▸ **INSTRUKSI TUGAS A**:
Jawab pertanyaan berikut berdasarkan teks tentang temuan BPK atas dana BOS di Lampung:
(i) Berapa sekolah yang diuji petik BPK, dan tersebar di berapa kabupaten?
(ii) Berapa dana kontribusi pemeriksaan yang diterima tim pengawas internal dari dua sekolah di Kabupaten Way Kanan?
(iii) Berapa total dana BOS yang diterima tim pengawas internal dari dua sekolah menengah atas di Kabupaten Pesawaran?
▸ **INSTRUKSI TUGAS B**:
Tulis lanjutan teks tentang temuan BPK atas dana BOS di Lampung, dimulai setelah kalimat terakhirnya.

▸ **TEKS HALAMAN**:
Dari uji petik BPK pada 20 sekolah yang tersebar pada 5 kabupaten di Lampung, praktik kongkalikong ini berlangsung tersistem akibat ikut bermainnya Ketua/Bendahara MKKS menggerogoti dana BOS.
Dari 13 sekolah di Kabupaten Pesisir Barat misalnya, menurut LHP BPK, oknum tim pengawas internal mendapat upeti dari dana BOS sebesar Rp 23.000.000, yang terdiri dari apa yang disebut sebagai dana kontribusi pemeriksaan sebanyak Rp 15.000.000, dan dana kontribusi tindaklanjut sebesar Rp 8.000.000.
Sedangkan dari dua sekolah di Kabupaten Way Kanan, tim pengawas internal Pemprov Lampung mendapat kucuran uang dari dana BOS sebesar Rp 3.585.000. Upeti tersebut dari dana kontribusi pemeriksaan sebanyak Rp 3.085.000, dan Rp 500.000 lainnya sebagai dana kontribusi tindaklanjut.
Praktik turut menikmati dana BOS juga dimainkan pada dua sekolah menengah atas di Kabupaten Pesawaran. Dari upeti yang dikemas dalam kalimat dana kontribusi pemeriksaan, tim pengawas internal mendapat Rp 5.945.000, ditambah Rp 3.414.500 sebagai dana kontribusi tindaklanjut. Sehingga dana BOS yang diterima tim pengawas internal sebesar Rp 9.359.500.

▸ **BARIS DATA**:
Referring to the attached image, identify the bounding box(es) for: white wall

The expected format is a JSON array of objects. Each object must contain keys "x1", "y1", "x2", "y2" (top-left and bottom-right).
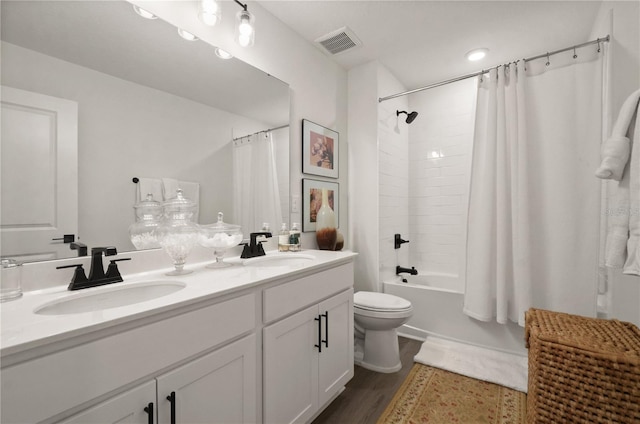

▸ **JAWABAN A**:
(i) 20 sekolah, tersebar di 5 kabupaten.
(ii) Rp 3.085.000.
(iii) Rp 9.359.500.

▸ **JAWABAN B**:
Sementara di Kabupaten Pringsewu dari satu sekolah yang diuji petik oleh BPK, diketahui dana BOS yang diberikan kepada tim pengawas internal sebesar Rp 2.500.000. Dan di Kabupaten Tulangbawang dari dua sekolah, tim mendapat bagian dana BOS Rp 3.211.500.
Dari 20 SMA/SMK yang diuji petik oleh BPK atas laporan pertanggungjawaban dana BOS, diketahui oknum tim pengawas internal telah “memakan” uang bagi kepentingan kemajuan dunia pendidikan itu minimal sebesar Rp 41.656.000, dengan kemasan istilah dana kontribusi pemeriksaan sebanyak Rp 31.804.000 dan dana kontribusi tindaklanjut Rp 12.852.000.
Siapa saja oknum tim pengawas internal yang menerima upeti? Sampai berita ini diturunkan belum diketahui pasti nama dan asal instansinya. Meski bisa dipastikan tim pengawas internal ini banyak melibatkan pejabat di lingkungan Disdikbud Lampung.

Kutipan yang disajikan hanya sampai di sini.